━━━━━ INPUT ━━━━━

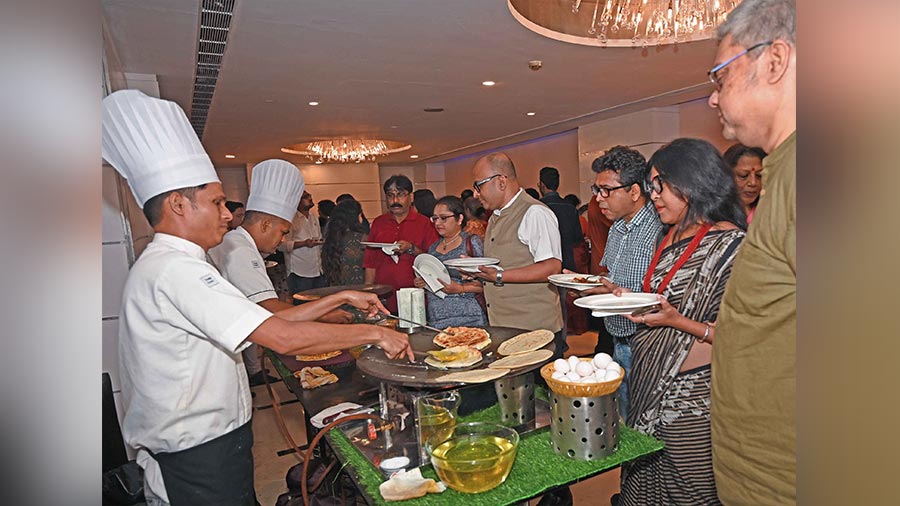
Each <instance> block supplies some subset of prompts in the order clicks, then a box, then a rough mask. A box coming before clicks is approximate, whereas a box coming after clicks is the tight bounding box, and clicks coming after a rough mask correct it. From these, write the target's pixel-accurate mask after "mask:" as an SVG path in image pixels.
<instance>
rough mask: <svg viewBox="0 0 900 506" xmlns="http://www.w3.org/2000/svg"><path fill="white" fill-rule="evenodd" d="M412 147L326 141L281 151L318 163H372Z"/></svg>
mask: <svg viewBox="0 0 900 506" xmlns="http://www.w3.org/2000/svg"><path fill="white" fill-rule="evenodd" d="M411 147H412V145H411V144H403V143H402V142H394V141H383V140H380V139H326V140H318V141H312V142H301V143H299V144H294V145H291V146H288V147H284V148H281V151H282V152H283V153H289V154H292V155H303V156H307V157H309V158H310V159H311V160H315V162H316V163H360V162H364V161H372V160H374V159H375V157H376V156H382V155H388V154H391V153H399V152H400V151H405V150H407V149H409V148H411Z"/></svg>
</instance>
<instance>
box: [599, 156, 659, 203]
mask: <svg viewBox="0 0 900 506" xmlns="http://www.w3.org/2000/svg"><path fill="white" fill-rule="evenodd" d="M591 170H593V171H594V172H596V173H597V174H599V173H601V172H603V171H605V170H611V171H613V172H615V173H616V174H618V175H619V181H620V182H621V183H622V184H634V183H637V185H638V186H640V188H641V193H643V194H644V195H645V196H646V195H647V192H646V189H645V188H644V184H643V183H644V181H646V180H647V174H649V173H650V167H649V166H648V165H647V159H646V158H644V155H642V154H641V153H640V151H637V150H636V149H631V148H629V147H626V146H614V147H612V148H610V149H609V151H607V152H606V153H605V154H603V155H601V156H598V157H597V159H596V160H594V162H593V163H592V164H591Z"/></svg>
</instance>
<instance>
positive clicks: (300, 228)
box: [282, 211, 322, 278]
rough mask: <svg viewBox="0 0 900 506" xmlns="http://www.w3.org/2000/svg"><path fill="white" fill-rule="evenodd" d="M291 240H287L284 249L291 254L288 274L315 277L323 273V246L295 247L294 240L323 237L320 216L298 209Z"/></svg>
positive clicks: (309, 277) (314, 277)
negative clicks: (304, 212) (322, 272)
mask: <svg viewBox="0 0 900 506" xmlns="http://www.w3.org/2000/svg"><path fill="white" fill-rule="evenodd" d="M291 238H292V240H290V241H285V243H284V248H283V250H282V251H284V252H286V253H289V254H290V257H291V259H290V261H289V262H287V264H288V269H289V271H288V274H291V273H293V274H296V275H298V276H300V277H303V278H315V277H317V276H319V275H320V274H322V257H321V256H320V255H321V252H322V246H313V247H311V248H297V249H294V241H305V240H307V239H321V238H322V229H321V228H320V227H319V217H318V216H317V215H316V214H315V213H313V212H312V211H310V212H309V218H307V217H306V216H303V213H301V212H300V211H297V213H296V214H294V221H293V222H292V223H291Z"/></svg>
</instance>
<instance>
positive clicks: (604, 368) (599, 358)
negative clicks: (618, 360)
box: [592, 353, 612, 369]
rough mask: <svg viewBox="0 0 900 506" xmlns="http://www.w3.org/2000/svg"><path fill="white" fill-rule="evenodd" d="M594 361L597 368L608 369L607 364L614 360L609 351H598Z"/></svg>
mask: <svg viewBox="0 0 900 506" xmlns="http://www.w3.org/2000/svg"><path fill="white" fill-rule="evenodd" d="M592 362H593V363H594V367H596V368H597V369H606V366H607V365H609V363H610V362H612V357H610V356H609V354H607V353H598V354H596V355H594V360H593V361H592Z"/></svg>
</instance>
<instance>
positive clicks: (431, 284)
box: [413, 253, 450, 299]
mask: <svg viewBox="0 0 900 506" xmlns="http://www.w3.org/2000/svg"><path fill="white" fill-rule="evenodd" d="M413 271H415V273H416V274H418V275H419V277H420V278H422V279H424V280H425V286H426V288H428V291H430V292H431V293H433V294H435V295H437V296H438V297H440V298H442V299H443V298H444V297H445V296H446V294H445V293H444V292H443V289H444V285H442V284H441V283H440V282H439V281H438V280H439V279H440V280H443V281H444V283H448V284H449V283H450V273H449V272H448V271H447V268H446V267H444V264H442V263H441V261H440V260H438V259H437V258H436V257H434V256H432V255H429V254H428V253H423V254H421V255H419V256H417V257H416V259H415V260H414V261H413Z"/></svg>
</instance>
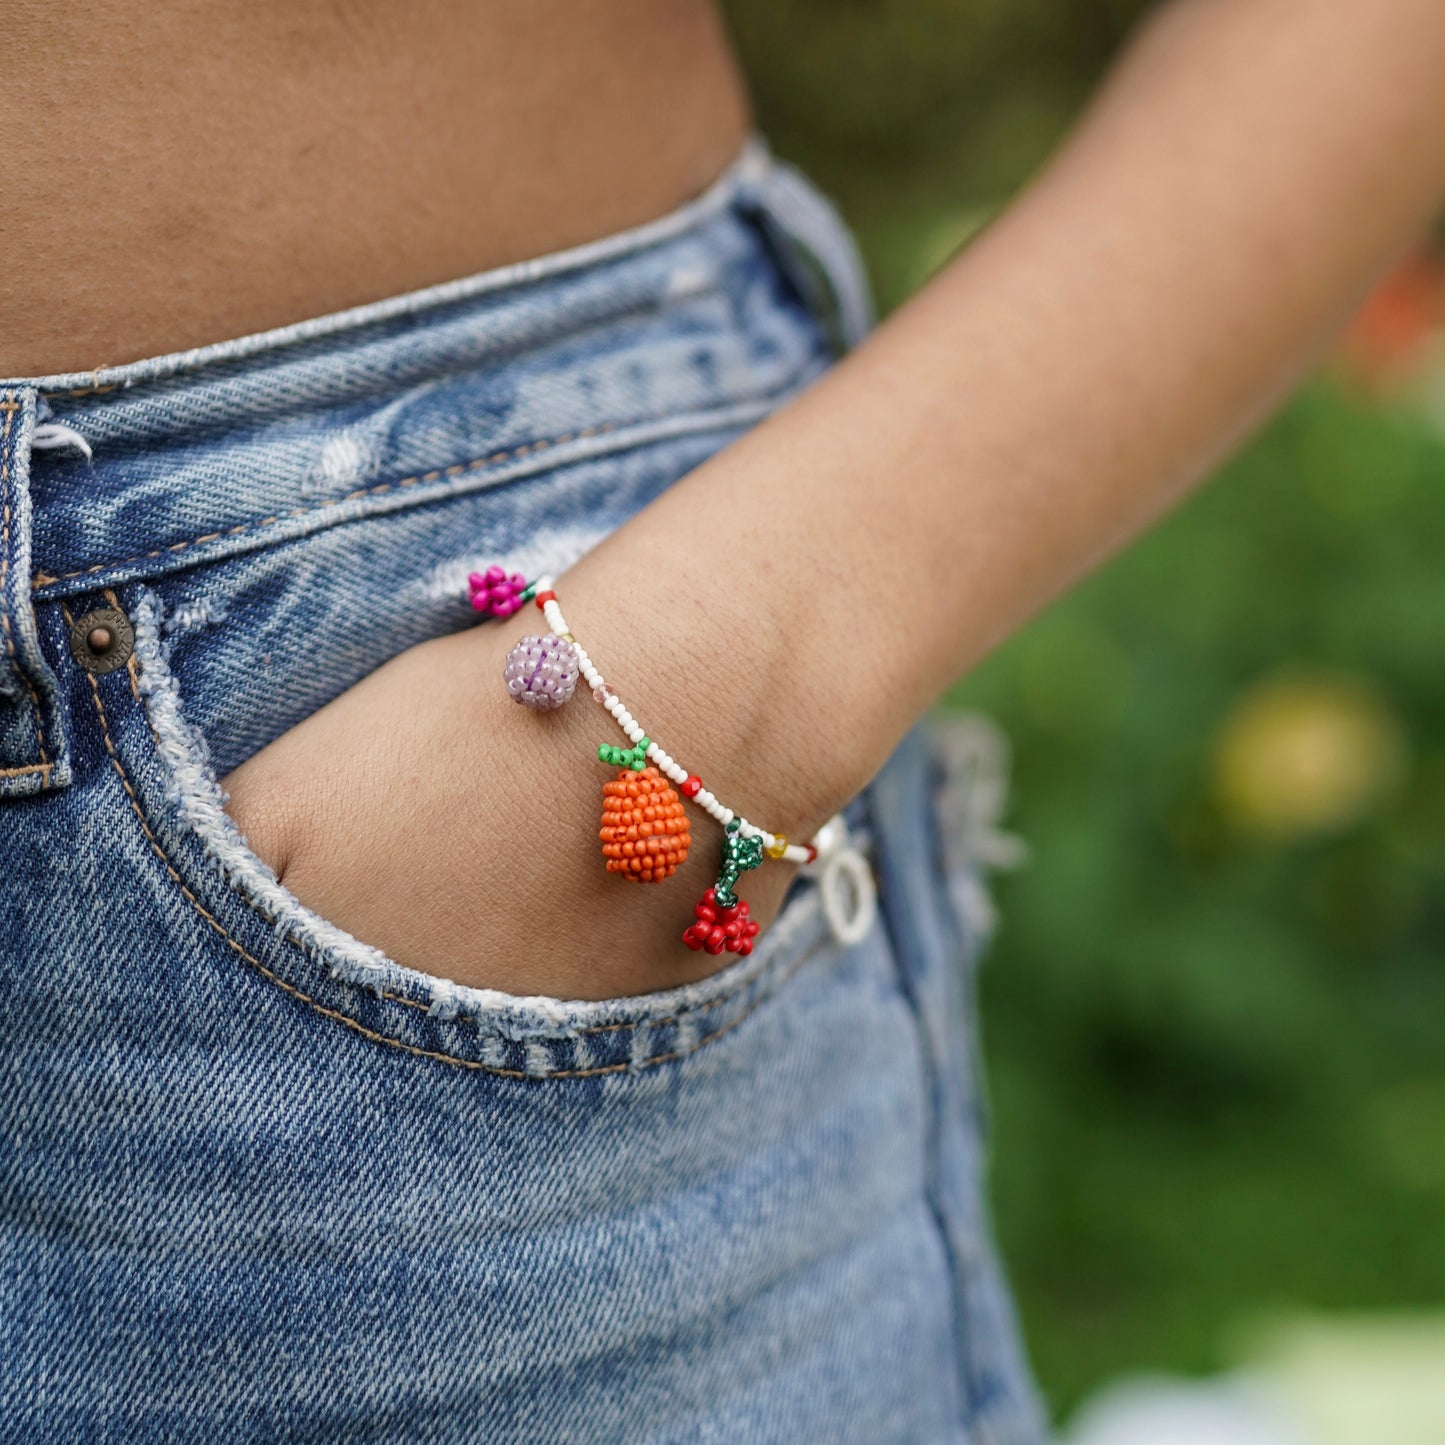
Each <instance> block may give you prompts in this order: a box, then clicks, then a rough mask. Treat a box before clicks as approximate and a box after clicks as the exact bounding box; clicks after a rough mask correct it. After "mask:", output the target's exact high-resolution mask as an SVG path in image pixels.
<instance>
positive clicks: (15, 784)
mask: <svg viewBox="0 0 1445 1445" xmlns="http://www.w3.org/2000/svg"><path fill="white" fill-rule="evenodd" d="M866 321H867V298H866V290H864V288H863V283H861V280H860V275H858V270H857V266H855V262H854V257H853V251H851V247H850V243H848V238H847V234H845V233H844V231H842V228H841V227H840V224H838V223H837V220H835V218H834V217H832V214H831V211H829V210H828V207H827V204H825V202H822V201H821V199H819V198H818V197H816V194H815V192H812V191H811V189H809V188H808V186H806V185H805V184H803V182H802V181H801V179H799V178H798V176H795V175H793V173H792V172H789V171H788V169H786V168H782V166H779V165H776V163H775V162H772V160H770V159H769V158H767V156H766V153H764V152H763V150H762V147H759V146H754V147H751V149H750V150H749V152H747V153H746V155H744V158H743V159H741V160H740V162H738V163H737V165H736V166H734V168H733V171H731V172H730V173H728V175H727V176H724V178H722V179H721V181H720V182H718V185H717V186H715V188H714V189H712V191H711V192H709V194H707V195H705V197H702V198H701V199H699V201H696V202H694V204H691V205H688V207H685V208H682V210H681V211H678V212H675V214H672V215H669V217H666V218H663V220H662V221H657V223H653V224H650V225H644V227H642V228H639V230H634V231H629V233H626V234H621V236H617V237H613V238H608V240H605V241H601V243H597V244H592V246H587V247H581V249H578V250H574V251H568V253H562V254H558V256H552V257H546V259H543V260H538V262H532V263H527V264H520V266H512V267H506V269H503V270H497V272H490V273H486V275H483V276H477V277H470V279H465V280H461V282H457V283H451V285H445V286H439V288H434V289H431V290H426V292H420V293H413V295H407V296H400V298H396V299H393V301H386V302H380V303H376V305H368V306H363V308H358V309H354V311H350V312H344V314H338V315H334V316H325V318H321V319H316V321H314V322H308V324H302V325H295V327H288V328H283V329H280V331H275V332H269V334H264V335H259V337H251V338H246V340H241V341H234V342H227V344H223V345H215V347H207V348H202V350H198V351H192V353H186V354H178V355H171V357H163V358H159V360H153V361H143V363H136V364H133V366H126V367H120V368H113V370H107V371H100V373H95V374H85V376H64V377H45V379H32V380H23V381H12V383H3V384H0V407H3V410H0V428H3V441H0V490H3V536H0V540H3V552H0V617H3V634H0V860H3V871H0V1078H3V1090H4V1092H3V1108H0V1201H3V1209H0V1439H4V1441H36V1442H46V1445H55V1442H69V1441H85V1442H120V1441H127V1442H130V1441H147V1442H149V1441H169V1442H182V1441H184V1442H191V1441H207V1442H214V1441H246V1442H250V1441H269V1442H277V1441H308V1442H309V1441H316V1442H321V1441H363V1439H366V1441H387V1442H423V1441H425V1442H457V1441H477V1442H488V1445H506V1442H522V1441H526V1442H553V1441H558V1442H574V1441H575V1442H626V1445H639V1442H665V1441H678V1442H683V1441H686V1442H692V1441H722V1442H772V1441H777V1442H782V1441H788V1442H796V1441H827V1442H854V1441H855V1442H860V1445H884V1442H892V1441H910V1442H954V1445H965V1442H968V1445H1027V1442H1036V1441H1040V1439H1042V1438H1043V1431H1042V1423H1040V1418H1039V1412H1038V1409H1036V1405H1035V1399H1033V1394H1032V1392H1030V1386H1029V1383H1027V1376H1026V1371H1025V1367H1023V1363H1022V1360H1020V1353H1019V1348H1017V1344H1016V1337H1014V1328H1013V1321H1012V1314H1010V1306H1009V1302H1007V1296H1006V1293H1004V1290H1003V1286H1001V1283H1000V1277H998V1269H997V1264H996V1260H994V1253H993V1248H991V1244H990V1231H988V1224H987V1218H985V1209H984V1202H983V1199H984V1192H983V1133H984V1130H983V1123H981V1116H983V1108H981V1100H980V1090H978V1082H977V1077H978V1069H977V1059H975V1052H974V1032H972V1025H971V993H972V965H974V959H975V958H977V954H978V949H980V945H981V942H983V935H984V932H985V928H987V918H985V900H984V897H983V894H981V892H980V887H981V877H980V870H981V867H983V864H984V863H985V861H987V855H988V851H990V848H991V847H993V845H994V842H993V841H991V840H993V832H991V824H993V818H994V815H996V812H997V808H996V803H997V799H996V798H994V783H993V782H991V777H993V773H990V772H988V769H985V767H981V766H980V764H981V762H985V760H987V753H988V747H987V744H984V746H978V743H980V738H985V734H975V733H968V731H962V733H959V731H958V730H957V728H955V730H954V733H952V737H951V741H949V744H948V746H946V747H939V746H938V744H936V743H935V741H931V740H929V738H928V737H925V736H922V734H919V736H915V737H912V738H909V741H907V743H906V744H905V746H903V747H902V749H900V751H899V753H897V756H896V757H894V759H893V760H892V762H890V763H889V766H887V767H886V769H884V772H883V773H881V775H880V776H879V779H877V780H876V782H874V783H873V785H871V786H870V788H868V789H867V792H866V793H864V795H863V796H861V798H860V799H857V801H855V802H854V805H853V806H851V809H850V818H851V824H853V828H854V831H855V835H857V838H858V840H860V841H861V842H863V845H866V848H867V851H868V854H870V857H871V861H873V867H874V871H876V876H877V881H879V890H880V907H879V916H877V920H876V922H874V925H873V928H871V931H870V932H868V935H867V936H866V938H864V939H863V942H861V944H857V945H854V946H842V945H840V944H837V942H835V941H834V938H832V935H831V932H829V929H828V926H827V919H825V916H824V913H822V909H821V907H819V902H818V889H816V884H815V883H814V881H811V880H808V879H801V880H799V881H798V883H796V884H795V886H793V889H792V892H790V894H789V899H788V900H786V903H785V906H783V910H782V913H780V916H779V919H777V922H776V923H775V925H773V926H772V928H770V929H769V931H767V932H766V933H764V935H763V938H762V939H760V946H759V948H757V951H756V952H754V954H753V955H751V957H749V958H738V959H736V961H733V962H730V964H728V965H727V967H724V968H721V971H720V972H718V974H715V975H714V977H711V978H708V980H707V981H704V983H699V984H694V985H689V987H685V988H679V990H673V991H669V993H662V994H655V996H647V997H634V998H616V1000H607V1001H600V1003H568V1001H562V1000H551V998H517V997H510V996H504V994H500V993H494V991H487V990H475V988H462V987H458V985H454V984H449V983H447V981H445V980H441V978H435V977H431V975H428V974H423V972H416V971H412V970H407V968H403V967H400V965H397V964H394V962H393V961H390V959H387V958H384V957H381V955H380V954H379V952H377V951H376V949H373V948H370V946H367V945H366V944H363V942H360V941H357V939H354V938H351V936H348V935H347V933H344V932H342V931H341V929H338V928H335V926H332V925H329V923H328V922H325V920H324V919H321V918H318V916H315V915H314V913H311V912H309V910H308V909H305V907H303V906H302V905H301V903H299V902H298V900H296V899H295V897H292V896H290V894H289V893H288V892H286V890H285V889H283V887H282V886H280V884H277V881H276V880H275V877H273V876H272V874H270V873H269V871H267V868H266V867H264V866H263V864H262V863H260V861H259V860H257V858H256V857H254V855H253V854H251V853H249V851H247V848H246V844H244V840H241V838H240V837H238V834H237V832H236V829H234V828H233V825H231V824H230V821H228V818H227V815H225V814H224V812H223V798H221V795H220V790H218V786H217V777H218V776H223V775H224V773H225V772H228V770H230V769H233V767H236V766H237V764H238V763H240V762H243V760H244V759H246V757H249V756H250V754H253V753H254V751H256V750H257V749H260V747H263V746H264V744H266V743H269V741H270V740H273V738H275V737H277V736H279V734H280V733H283V731H285V730H286V728H289V727H292V725H293V724H296V722H298V721H301V720H302V718H305V717H306V715H308V714H311V712H312V711H315V709H316V708H318V707H321V705H322V704H324V702H327V701H328V699H329V698H334V696H335V695H337V694H338V692H341V691H342V689H345V688H348V686H351V685H353V683H355V682H357V681H358V679H361V678H363V676H366V675H367V673H368V672H370V670H373V669H376V668H377V666H379V665H380V663H383V662H384V660H386V659H387V657H390V656H393V655H396V653H397V652H400V650H403V649H406V647H409V646H412V644H415V643H419V642H422V640H425V639H429V637H435V636H439V634H442V633H448V631H451V630H455V629H461V627H467V626H470V624H471V621H473V617H471V613H470V610H468V607H467V604H465V578H467V574H468V572H470V571H471V569H474V568H477V566H484V565H487V564H490V562H494V561H500V562H503V564H504V565H506V566H509V568H510V569H520V571H526V572H529V574H536V572H542V571H548V572H562V571H564V569H565V568H566V565H568V564H569V562H572V561H574V559H575V558H577V556H579V555H581V553H582V552H585V551H587V549H588V548H590V546H592V545H594V543H595V542H597V540H598V539H600V538H603V536H604V535H607V532H608V530H611V529H613V527H616V526H617V525H618V523H621V522H623V520H626V519H627V517H629V516H631V514H633V513H634V512H637V510H639V509H640V507H643V506H646V504H647V503H649V501H650V500H652V499H653V497H656V496H657V494H659V493H660V491H663V490H665V488H666V487H669V486H670V484H672V483H673V481H676V480H678V478H679V477H682V475H683V474H685V473H688V471H689V470H691V468H692V467H695V465H698V464H699V462H701V461H704V460H705V458H707V457H709V455H712V454H714V452H715V451H718V449H720V448H721V447H724V445H727V444H728V441H731V439H733V438H736V436H737V435H740V434H741V432H743V431H746V429H747V428H749V426H751V425H753V423H754V422H757V420H759V419H760V418H763V416H766V415H767V413H769V412H770V410H773V409H775V407H776V406H779V405H780V403H782V402H785V400H786V399H788V397H790V396H793V394H796V393H798V392H799V390H801V389H802V387H805V386H806V384H808V383H809V381H812V380H814V379H815V377H818V376H819V374H821V373H822V371H824V370H825V368H827V367H828V364H829V363H831V361H832V358H834V357H835V355H837V353H838V350H840V347H841V345H844V344H847V342H848V341H850V340H853V338H855V337H857V335H858V334H860V332H861V331H863V328H864V325H866ZM81 441H84V444H85V445H88V448H90V452H91V455H90V457H87V455H85V452H84V449H82V445H81ZM97 611H105V616H118V617H120V620H121V623H120V630H121V633H123V634H124V636H123V637H121V639H118V640H117V647H118V650H117V652H116V656H114V657H113V659H111V660H114V662H117V663H118V665H116V666H108V668H105V669H100V670H97V665H95V663H94V659H91V657H88V656H87V652H85V646H84V637H85V627H87V623H85V618H88V617H91V616H92V614H95V613H97ZM131 631H133V652H131V653H130V656H129V657H126V656H123V653H124V652H126V647H129V646H130V633H131ZM72 633H77V634H78V637H79V643H78V646H75V647H72ZM120 642H124V644H126V647H120ZM954 754H957V756H954ZM951 756H954V760H952V762H949V757H951ZM439 866H444V864H442V863H439ZM379 868H380V870H381V886H384V858H381V860H379Z"/></svg>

━━━━━

_WHAT NEEDS TO BE DONE_. Restate word for word the lines of the data above, starting at the line containing "box: [599, 156, 659, 203]" and ending at the line containing "box: [592, 353, 612, 369]", both included, and nothing more.

_OUTPUT_.
box: [599, 156, 659, 203]
mask: <svg viewBox="0 0 900 506" xmlns="http://www.w3.org/2000/svg"><path fill="white" fill-rule="evenodd" d="M591 170H593V171H594V172H596V173H597V174H599V173H601V172H603V171H605V170H611V171H613V172H615V173H616V174H618V175H619V181H620V182H621V183H622V184H634V183H637V185H638V186H640V188H641V193H643V194H644V195H645V196H646V195H647V192H646V189H645V188H644V184H643V183H644V181H646V180H647V174H649V173H650V167H649V166H648V165H647V159H646V158H644V155H642V154H641V153H640V151H637V150H636V149H631V148H629V147H626V146H614V147H612V148H610V149H609V151H607V152H606V153H605V154H603V155H601V156H598V157H597V159H596V160H594V162H593V163H592V164H591Z"/></svg>
</instance>
<instance>
positive clicks: (300, 228)
box: [282, 211, 322, 278]
rough mask: <svg viewBox="0 0 900 506" xmlns="http://www.w3.org/2000/svg"><path fill="white" fill-rule="evenodd" d="M291 240H287L284 249L291 254L288 274L315 277L323 273V246L295 247L294 240L323 237L320 216L298 209Z"/></svg>
positive clicks: (309, 277) (314, 277)
negative clicks: (304, 212) (322, 272)
mask: <svg viewBox="0 0 900 506" xmlns="http://www.w3.org/2000/svg"><path fill="white" fill-rule="evenodd" d="M291 238H292V240H290V241H285V243H284V248H283V250H282V251H284V252H286V253H289V254H290V257H291V259H290V261H289V262H287V264H288V269H289V271H288V274H291V273H293V274H296V275H298V276H300V277H303V278H315V277H317V276H319V275H320V274H322V257H321V256H320V255H321V252H322V246H313V247H311V248H297V249H294V241H305V240H307V239H321V238H322V229H321V228H320V227H319V217H318V216H317V215H316V214H315V213H313V212H312V211H310V212H309V218H307V217H306V216H303V213H301V212H300V211H297V213H296V214H294V221H293V222H292V223H291Z"/></svg>
</instance>
<instance>
positive clicks: (604, 368) (599, 358)
negative clicks: (618, 360)
box: [592, 353, 612, 369]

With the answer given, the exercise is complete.